**Entries:**
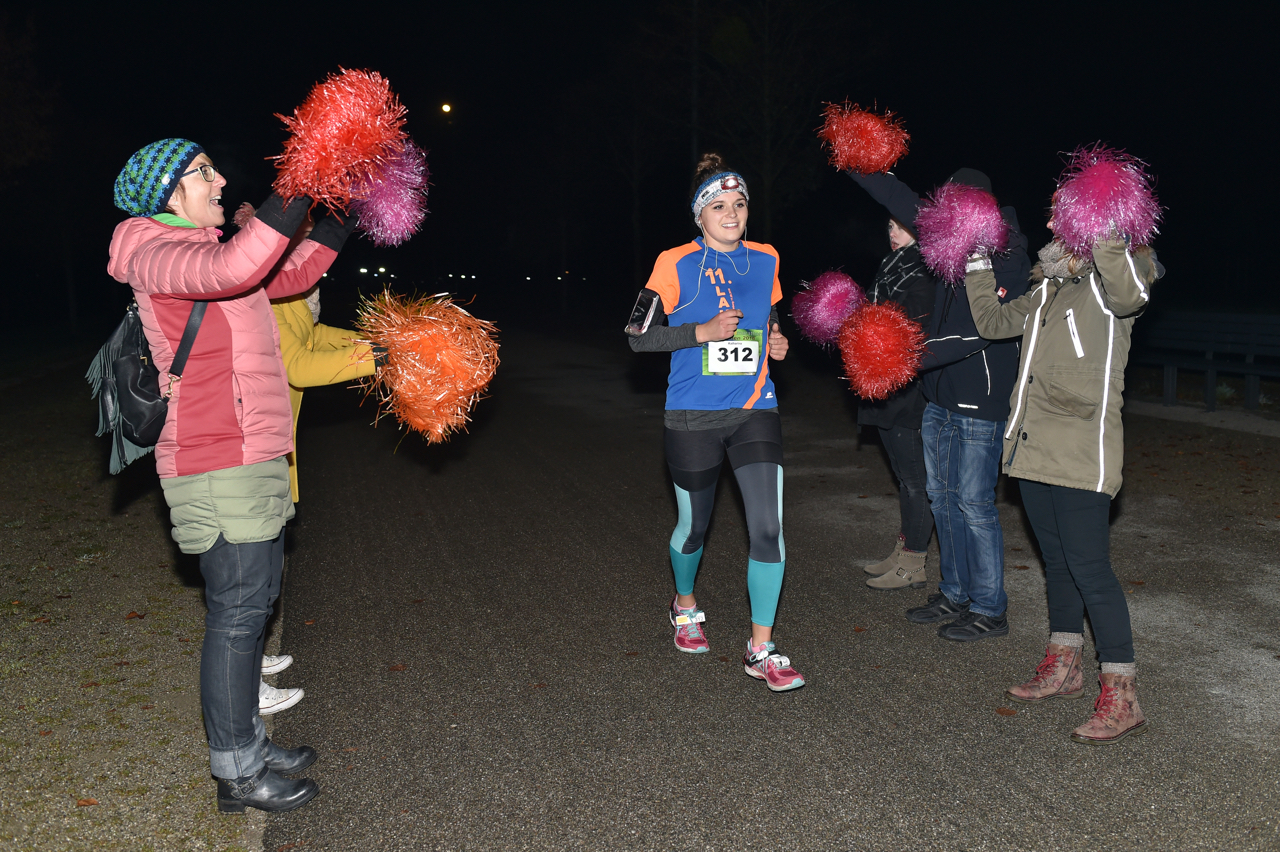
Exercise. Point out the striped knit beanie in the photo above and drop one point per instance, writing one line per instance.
(149, 178)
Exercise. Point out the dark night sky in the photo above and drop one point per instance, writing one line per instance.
(995, 86)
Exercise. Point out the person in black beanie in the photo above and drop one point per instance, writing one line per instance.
(965, 381)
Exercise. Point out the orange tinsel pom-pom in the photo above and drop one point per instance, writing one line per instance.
(862, 141)
(339, 138)
(882, 348)
(439, 361)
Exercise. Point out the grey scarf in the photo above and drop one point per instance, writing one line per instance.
(1055, 261)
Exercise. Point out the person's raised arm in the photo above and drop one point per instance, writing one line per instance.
(213, 270)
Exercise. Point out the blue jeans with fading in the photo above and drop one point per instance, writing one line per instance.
(242, 582)
(961, 458)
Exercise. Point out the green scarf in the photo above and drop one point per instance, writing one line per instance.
(177, 221)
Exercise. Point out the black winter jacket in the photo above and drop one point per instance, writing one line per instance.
(963, 371)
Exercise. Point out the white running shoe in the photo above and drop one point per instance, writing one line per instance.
(272, 700)
(275, 664)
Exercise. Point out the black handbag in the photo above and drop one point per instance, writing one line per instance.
(127, 384)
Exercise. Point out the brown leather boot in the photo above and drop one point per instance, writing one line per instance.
(1056, 677)
(908, 571)
(890, 562)
(1115, 714)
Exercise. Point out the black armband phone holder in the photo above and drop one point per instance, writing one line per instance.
(648, 305)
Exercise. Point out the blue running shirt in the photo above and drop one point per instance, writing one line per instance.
(696, 283)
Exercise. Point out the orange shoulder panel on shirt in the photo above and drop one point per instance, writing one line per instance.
(664, 280)
(773, 252)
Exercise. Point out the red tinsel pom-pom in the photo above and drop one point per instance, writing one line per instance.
(860, 140)
(339, 138)
(439, 361)
(882, 349)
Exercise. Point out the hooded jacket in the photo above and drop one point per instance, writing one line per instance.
(232, 404)
(1064, 425)
(961, 370)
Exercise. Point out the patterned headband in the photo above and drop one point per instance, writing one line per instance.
(717, 186)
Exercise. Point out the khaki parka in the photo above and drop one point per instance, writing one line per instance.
(1064, 422)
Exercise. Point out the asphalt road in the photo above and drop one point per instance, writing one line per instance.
(481, 632)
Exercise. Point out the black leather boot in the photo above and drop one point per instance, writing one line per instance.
(287, 761)
(264, 791)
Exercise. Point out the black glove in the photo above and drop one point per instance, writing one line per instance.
(280, 218)
(333, 228)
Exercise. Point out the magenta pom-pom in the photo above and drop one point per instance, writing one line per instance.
(959, 220)
(827, 302)
(1104, 191)
(860, 140)
(393, 202)
(882, 348)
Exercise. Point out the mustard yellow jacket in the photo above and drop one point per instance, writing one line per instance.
(315, 355)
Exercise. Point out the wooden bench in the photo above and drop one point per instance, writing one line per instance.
(1211, 343)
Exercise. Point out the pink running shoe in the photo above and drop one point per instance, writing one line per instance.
(689, 632)
(775, 669)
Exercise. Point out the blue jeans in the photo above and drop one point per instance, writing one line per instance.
(961, 457)
(242, 582)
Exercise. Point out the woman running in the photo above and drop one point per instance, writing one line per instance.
(717, 319)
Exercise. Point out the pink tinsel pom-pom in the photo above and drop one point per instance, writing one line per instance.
(826, 303)
(1104, 189)
(860, 140)
(393, 204)
(958, 221)
(882, 349)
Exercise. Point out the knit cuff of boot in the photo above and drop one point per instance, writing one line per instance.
(1128, 669)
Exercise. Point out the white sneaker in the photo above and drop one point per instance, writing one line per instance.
(272, 700)
(275, 664)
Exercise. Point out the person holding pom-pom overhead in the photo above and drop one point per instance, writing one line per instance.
(1064, 439)
(222, 453)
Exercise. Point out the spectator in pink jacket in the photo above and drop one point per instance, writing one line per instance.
(222, 454)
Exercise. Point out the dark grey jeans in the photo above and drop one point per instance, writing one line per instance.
(242, 582)
(906, 457)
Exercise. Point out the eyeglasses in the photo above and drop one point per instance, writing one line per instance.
(206, 172)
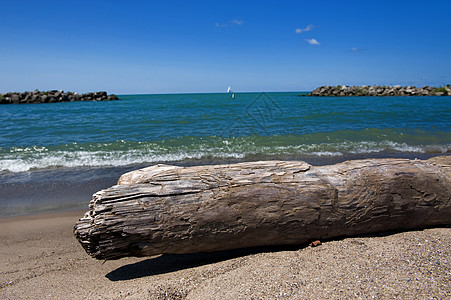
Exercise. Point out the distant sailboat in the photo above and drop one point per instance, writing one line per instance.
(229, 90)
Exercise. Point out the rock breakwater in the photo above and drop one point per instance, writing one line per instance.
(53, 97)
(378, 90)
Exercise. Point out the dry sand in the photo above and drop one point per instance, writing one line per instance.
(40, 259)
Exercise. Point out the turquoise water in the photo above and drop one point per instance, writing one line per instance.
(53, 157)
(140, 129)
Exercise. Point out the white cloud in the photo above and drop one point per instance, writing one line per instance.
(312, 42)
(234, 22)
(301, 30)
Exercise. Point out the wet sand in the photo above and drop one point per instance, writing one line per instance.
(40, 259)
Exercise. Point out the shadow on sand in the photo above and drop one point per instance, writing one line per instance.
(167, 263)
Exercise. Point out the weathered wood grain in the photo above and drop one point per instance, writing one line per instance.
(168, 209)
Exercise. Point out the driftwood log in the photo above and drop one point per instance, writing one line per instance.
(169, 209)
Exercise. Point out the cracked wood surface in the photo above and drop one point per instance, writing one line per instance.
(169, 209)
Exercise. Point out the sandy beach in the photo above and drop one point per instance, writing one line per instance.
(40, 259)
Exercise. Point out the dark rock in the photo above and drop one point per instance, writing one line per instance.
(397, 90)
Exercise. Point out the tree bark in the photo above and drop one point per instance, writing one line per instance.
(169, 209)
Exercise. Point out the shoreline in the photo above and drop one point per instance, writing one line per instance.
(40, 258)
(71, 189)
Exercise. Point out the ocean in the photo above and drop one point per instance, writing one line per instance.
(54, 156)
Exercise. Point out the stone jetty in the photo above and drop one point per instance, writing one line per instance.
(378, 90)
(53, 97)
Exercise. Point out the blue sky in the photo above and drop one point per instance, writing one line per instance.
(135, 46)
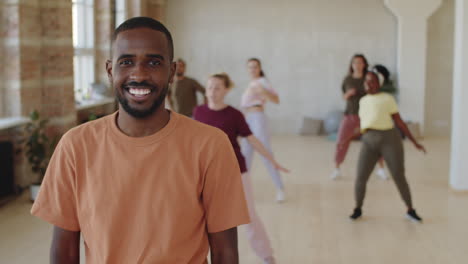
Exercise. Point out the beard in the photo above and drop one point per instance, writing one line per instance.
(141, 114)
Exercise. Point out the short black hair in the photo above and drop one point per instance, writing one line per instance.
(146, 22)
(383, 70)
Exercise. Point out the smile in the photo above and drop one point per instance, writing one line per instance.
(140, 92)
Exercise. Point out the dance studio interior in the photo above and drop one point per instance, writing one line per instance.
(124, 123)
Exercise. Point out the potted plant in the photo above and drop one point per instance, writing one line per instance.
(38, 149)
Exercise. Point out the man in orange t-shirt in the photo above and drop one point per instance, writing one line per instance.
(143, 185)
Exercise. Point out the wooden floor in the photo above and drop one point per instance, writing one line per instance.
(313, 226)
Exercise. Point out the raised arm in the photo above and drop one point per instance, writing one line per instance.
(402, 125)
(223, 247)
(258, 146)
(65, 247)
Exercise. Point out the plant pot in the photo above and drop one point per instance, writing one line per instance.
(34, 190)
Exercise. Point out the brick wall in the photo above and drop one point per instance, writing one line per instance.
(36, 55)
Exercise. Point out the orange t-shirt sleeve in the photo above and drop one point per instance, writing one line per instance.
(223, 192)
(56, 201)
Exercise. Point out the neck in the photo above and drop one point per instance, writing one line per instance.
(135, 127)
(216, 106)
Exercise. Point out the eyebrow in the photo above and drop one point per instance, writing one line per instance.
(126, 56)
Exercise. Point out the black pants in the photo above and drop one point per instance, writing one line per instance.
(386, 144)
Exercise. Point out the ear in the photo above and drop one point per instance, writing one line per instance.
(172, 70)
(109, 70)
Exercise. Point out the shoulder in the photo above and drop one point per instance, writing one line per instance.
(235, 111)
(264, 82)
(202, 107)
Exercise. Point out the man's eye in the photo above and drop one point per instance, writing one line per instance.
(155, 63)
(125, 62)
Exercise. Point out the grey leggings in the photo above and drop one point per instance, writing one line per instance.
(376, 144)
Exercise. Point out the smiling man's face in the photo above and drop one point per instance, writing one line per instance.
(141, 70)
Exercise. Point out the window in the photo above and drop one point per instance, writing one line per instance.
(83, 42)
(120, 14)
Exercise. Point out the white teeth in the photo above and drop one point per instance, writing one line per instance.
(139, 91)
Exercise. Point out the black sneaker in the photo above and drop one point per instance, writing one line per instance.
(413, 216)
(356, 214)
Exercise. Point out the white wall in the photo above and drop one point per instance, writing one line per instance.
(305, 46)
(439, 77)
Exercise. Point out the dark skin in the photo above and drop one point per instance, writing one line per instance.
(141, 55)
(372, 87)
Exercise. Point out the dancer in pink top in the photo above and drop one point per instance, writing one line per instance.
(230, 120)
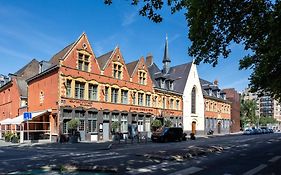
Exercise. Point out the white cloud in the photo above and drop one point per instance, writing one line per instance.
(129, 19)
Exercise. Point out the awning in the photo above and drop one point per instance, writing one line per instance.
(19, 119)
(5, 121)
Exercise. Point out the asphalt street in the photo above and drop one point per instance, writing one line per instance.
(236, 154)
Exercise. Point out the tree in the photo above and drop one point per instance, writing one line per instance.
(248, 112)
(216, 24)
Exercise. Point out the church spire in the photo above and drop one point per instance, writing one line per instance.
(166, 60)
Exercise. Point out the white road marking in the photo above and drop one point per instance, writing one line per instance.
(187, 171)
(105, 158)
(255, 170)
(274, 159)
(151, 168)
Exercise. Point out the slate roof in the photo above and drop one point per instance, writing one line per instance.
(103, 59)
(178, 74)
(55, 59)
(131, 67)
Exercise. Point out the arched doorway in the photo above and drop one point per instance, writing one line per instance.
(219, 127)
(193, 127)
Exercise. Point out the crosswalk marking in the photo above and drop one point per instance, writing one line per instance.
(274, 159)
(152, 168)
(255, 170)
(187, 171)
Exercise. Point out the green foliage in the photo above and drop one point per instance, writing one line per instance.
(216, 25)
(248, 112)
(264, 120)
(73, 124)
(168, 123)
(155, 124)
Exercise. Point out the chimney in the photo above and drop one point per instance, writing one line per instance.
(149, 60)
(216, 82)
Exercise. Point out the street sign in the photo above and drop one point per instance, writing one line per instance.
(27, 116)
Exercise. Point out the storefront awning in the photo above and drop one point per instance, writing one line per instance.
(5, 121)
(19, 119)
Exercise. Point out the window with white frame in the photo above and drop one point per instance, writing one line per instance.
(114, 95)
(83, 62)
(92, 121)
(177, 104)
(68, 88)
(124, 123)
(124, 96)
(106, 94)
(171, 103)
(147, 99)
(79, 90)
(142, 77)
(93, 92)
(117, 71)
(140, 99)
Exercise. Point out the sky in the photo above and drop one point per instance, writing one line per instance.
(39, 29)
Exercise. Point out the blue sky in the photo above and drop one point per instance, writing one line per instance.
(39, 29)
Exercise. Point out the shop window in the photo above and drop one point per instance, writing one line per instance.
(114, 95)
(93, 92)
(124, 123)
(68, 88)
(79, 90)
(140, 99)
(83, 62)
(147, 100)
(124, 96)
(117, 71)
(79, 114)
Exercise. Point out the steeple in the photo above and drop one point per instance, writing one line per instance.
(166, 60)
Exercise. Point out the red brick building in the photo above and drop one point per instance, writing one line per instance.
(217, 108)
(98, 91)
(13, 94)
(233, 96)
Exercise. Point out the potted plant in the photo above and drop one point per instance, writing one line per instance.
(73, 132)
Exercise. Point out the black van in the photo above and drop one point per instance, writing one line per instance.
(168, 134)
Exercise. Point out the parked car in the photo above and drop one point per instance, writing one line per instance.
(248, 132)
(168, 134)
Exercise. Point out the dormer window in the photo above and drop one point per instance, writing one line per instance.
(171, 85)
(83, 62)
(117, 71)
(142, 77)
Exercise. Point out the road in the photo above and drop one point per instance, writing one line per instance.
(248, 155)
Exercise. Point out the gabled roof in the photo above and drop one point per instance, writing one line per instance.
(178, 74)
(103, 59)
(56, 58)
(131, 67)
(19, 72)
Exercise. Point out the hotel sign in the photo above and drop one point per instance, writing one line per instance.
(82, 103)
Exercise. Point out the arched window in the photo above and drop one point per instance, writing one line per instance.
(193, 100)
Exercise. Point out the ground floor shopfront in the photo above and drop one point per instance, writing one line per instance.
(217, 125)
(96, 125)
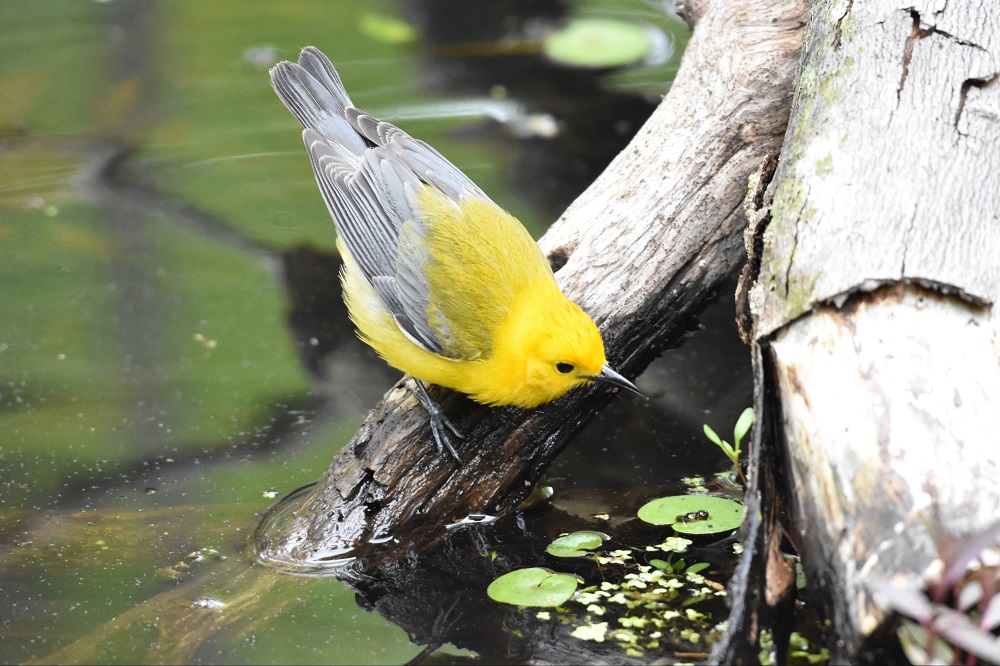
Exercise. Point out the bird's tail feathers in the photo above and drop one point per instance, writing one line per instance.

**Instruction:** Give back word for word the lines from the one containing "Exercise. Point out the gabled" through the final line of the data above. Pictures are to be left out.

**Task response:**
Exercise. Point out the gabled roof in the photo above and drop one point per instance, writing one line per instance.
(178, 74)
(103, 59)
(56, 58)
(131, 67)
(19, 72)
Exercise. Point out the hotel sign in the photo above and drop one point per instance, writing one line per instance.
(82, 103)
Exercise. Point out the arched window in the photo above and drop one point per instance, writing one line per instance.
(193, 100)
Exercise. Point out the ground floor shopfront in the photo above and drop one point per instance, writing one line per instance.
(217, 125)
(96, 125)
Exercise. Point out the bird's tail feathers in the photo above and drop one point per instance, writing one line per instance.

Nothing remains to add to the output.